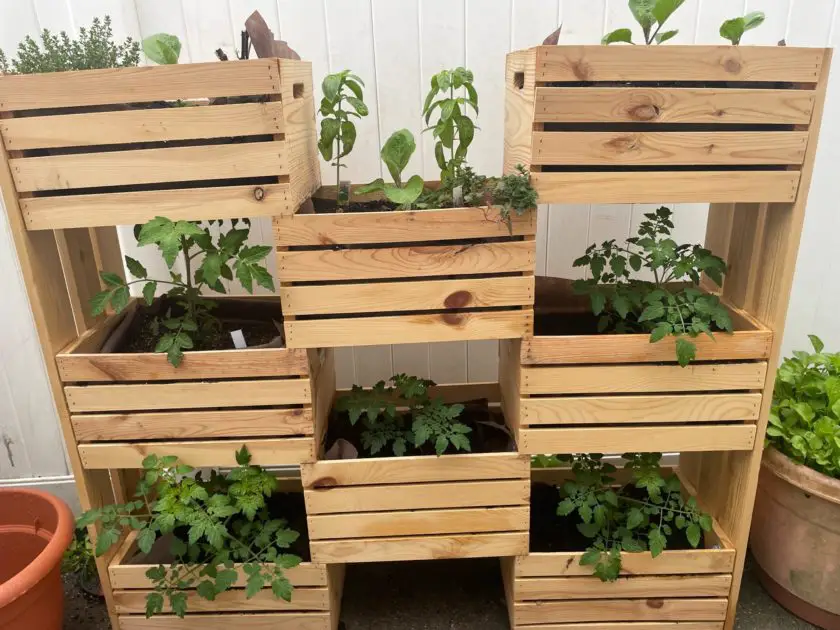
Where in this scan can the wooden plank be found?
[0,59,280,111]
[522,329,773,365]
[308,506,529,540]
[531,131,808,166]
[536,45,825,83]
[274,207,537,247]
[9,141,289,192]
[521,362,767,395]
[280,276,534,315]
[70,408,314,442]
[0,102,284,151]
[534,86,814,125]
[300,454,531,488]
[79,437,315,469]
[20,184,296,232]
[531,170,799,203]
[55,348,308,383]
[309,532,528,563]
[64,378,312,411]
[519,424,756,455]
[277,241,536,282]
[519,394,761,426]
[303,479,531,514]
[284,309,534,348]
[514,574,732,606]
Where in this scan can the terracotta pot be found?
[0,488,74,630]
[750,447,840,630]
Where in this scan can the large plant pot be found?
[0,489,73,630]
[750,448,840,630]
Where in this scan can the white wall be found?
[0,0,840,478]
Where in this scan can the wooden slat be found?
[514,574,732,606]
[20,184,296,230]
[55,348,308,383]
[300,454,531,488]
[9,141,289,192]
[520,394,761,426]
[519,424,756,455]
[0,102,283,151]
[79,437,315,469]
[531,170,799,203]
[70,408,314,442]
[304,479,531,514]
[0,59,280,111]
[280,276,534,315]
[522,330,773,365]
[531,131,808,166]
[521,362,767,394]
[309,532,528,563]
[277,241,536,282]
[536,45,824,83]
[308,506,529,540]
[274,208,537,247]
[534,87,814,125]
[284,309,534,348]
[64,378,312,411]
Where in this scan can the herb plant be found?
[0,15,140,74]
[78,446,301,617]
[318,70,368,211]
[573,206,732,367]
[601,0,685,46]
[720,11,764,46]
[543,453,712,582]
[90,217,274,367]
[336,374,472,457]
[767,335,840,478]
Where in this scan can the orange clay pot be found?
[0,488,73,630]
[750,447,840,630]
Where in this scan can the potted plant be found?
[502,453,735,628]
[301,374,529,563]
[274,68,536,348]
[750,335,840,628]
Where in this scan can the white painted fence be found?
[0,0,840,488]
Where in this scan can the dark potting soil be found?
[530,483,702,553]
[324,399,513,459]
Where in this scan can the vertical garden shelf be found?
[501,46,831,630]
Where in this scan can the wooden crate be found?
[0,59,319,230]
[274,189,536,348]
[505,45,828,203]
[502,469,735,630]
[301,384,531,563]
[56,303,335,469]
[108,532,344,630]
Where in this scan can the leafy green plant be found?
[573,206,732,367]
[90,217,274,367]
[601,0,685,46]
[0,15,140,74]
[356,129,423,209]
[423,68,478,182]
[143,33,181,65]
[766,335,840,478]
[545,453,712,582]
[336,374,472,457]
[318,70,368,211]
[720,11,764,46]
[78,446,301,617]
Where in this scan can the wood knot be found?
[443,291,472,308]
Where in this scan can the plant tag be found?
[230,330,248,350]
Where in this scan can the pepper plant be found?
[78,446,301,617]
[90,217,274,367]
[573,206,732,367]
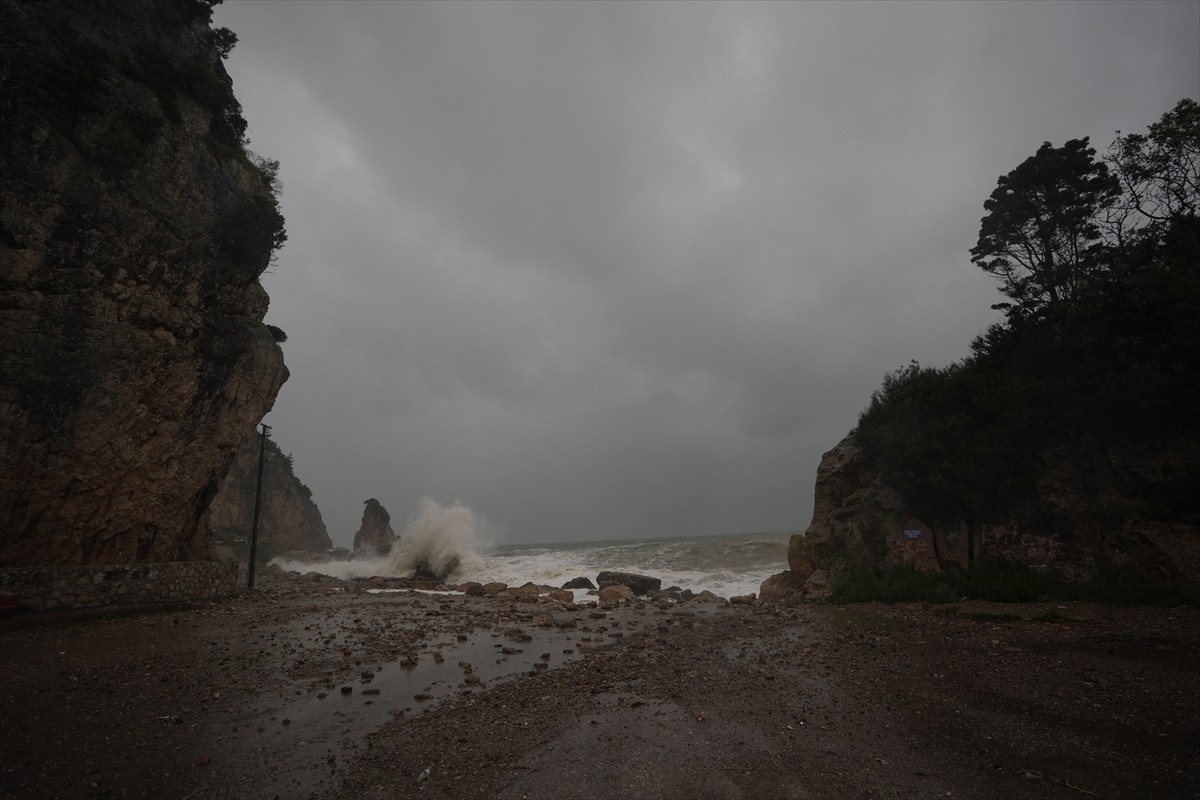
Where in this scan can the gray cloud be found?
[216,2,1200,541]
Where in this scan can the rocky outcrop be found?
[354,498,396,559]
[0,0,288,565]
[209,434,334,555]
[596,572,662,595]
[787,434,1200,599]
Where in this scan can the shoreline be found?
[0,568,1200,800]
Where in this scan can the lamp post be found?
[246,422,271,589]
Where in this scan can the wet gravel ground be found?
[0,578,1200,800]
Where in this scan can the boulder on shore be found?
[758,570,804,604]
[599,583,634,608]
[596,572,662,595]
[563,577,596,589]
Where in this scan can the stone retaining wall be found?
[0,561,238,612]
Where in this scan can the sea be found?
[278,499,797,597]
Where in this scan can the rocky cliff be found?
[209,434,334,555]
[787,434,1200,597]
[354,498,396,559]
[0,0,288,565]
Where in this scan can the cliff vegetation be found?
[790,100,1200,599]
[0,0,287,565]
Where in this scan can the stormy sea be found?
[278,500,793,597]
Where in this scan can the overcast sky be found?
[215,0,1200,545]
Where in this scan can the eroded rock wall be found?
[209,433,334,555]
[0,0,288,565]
---
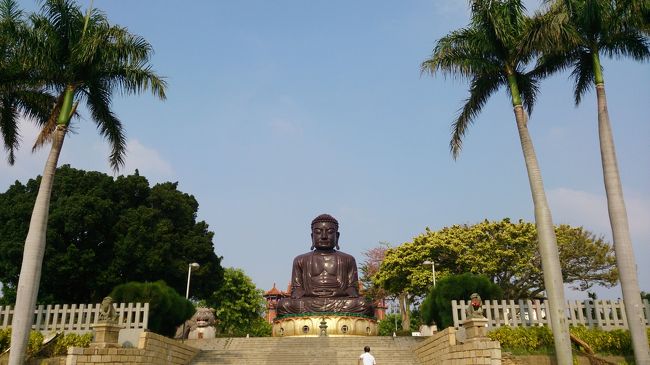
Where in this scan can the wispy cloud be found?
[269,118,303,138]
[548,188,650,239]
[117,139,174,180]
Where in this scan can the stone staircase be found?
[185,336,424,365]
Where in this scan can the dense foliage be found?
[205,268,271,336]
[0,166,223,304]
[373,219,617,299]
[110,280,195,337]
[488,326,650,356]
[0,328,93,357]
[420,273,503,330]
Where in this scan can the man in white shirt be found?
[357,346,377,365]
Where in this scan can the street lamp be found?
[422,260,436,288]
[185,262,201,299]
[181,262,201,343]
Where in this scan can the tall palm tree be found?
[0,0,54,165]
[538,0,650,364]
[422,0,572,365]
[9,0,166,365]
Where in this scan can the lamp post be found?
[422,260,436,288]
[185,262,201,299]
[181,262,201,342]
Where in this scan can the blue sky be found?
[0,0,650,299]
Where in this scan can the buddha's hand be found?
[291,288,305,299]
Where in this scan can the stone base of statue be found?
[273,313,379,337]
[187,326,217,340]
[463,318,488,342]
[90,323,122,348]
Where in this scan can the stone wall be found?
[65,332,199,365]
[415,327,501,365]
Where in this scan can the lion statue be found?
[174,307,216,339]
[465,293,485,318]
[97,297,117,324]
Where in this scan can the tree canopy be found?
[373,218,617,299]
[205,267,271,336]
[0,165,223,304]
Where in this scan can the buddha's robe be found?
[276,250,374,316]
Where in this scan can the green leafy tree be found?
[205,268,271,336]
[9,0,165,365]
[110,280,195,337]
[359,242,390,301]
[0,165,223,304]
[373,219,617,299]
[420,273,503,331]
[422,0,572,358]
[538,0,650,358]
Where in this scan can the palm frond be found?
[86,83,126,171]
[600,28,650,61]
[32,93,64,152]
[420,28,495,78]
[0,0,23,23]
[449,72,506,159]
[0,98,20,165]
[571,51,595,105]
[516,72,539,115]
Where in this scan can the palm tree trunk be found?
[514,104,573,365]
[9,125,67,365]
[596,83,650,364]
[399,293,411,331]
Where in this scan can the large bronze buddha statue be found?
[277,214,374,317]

ZIEL DER AUFGABE:
Gib die Zeilen des Materials oben als JSON-Liste von Zeichenketten aus, je Zeile eine Zeichenkette und ohne Leerzeilen. Beginne mit der Zeile, die „Where in this scan can the street“ enthält, und ende mit der Zeile, die „[90,323,122,348]“ enthält, beide eingeschlossen.

LÖSUNG:
[
  "Where in this scan can the street lamp be found?",
  "[422,260,436,288]",
  "[185,262,201,299]",
  "[181,262,201,343]",
  "Where in this scan can the tall palm tree be found?",
  "[0,0,54,165]",
  "[538,0,650,364]",
  "[422,0,572,365]",
  "[9,0,166,365]",
  "Where in this scan can the lamp post be found?",
  "[422,260,436,288]",
  "[185,262,201,299]",
  "[181,262,201,342]",
  "Where in this scan can the blue sky be found?",
  "[0,0,650,299]",
  "Where in this scan can the buddha's hand be found?",
  "[291,288,305,299]",
  "Where in this scan can the stone base of statue be found?",
  "[273,313,379,337]",
  "[187,326,217,340]",
  "[463,318,488,342]",
  "[90,323,122,348]"
]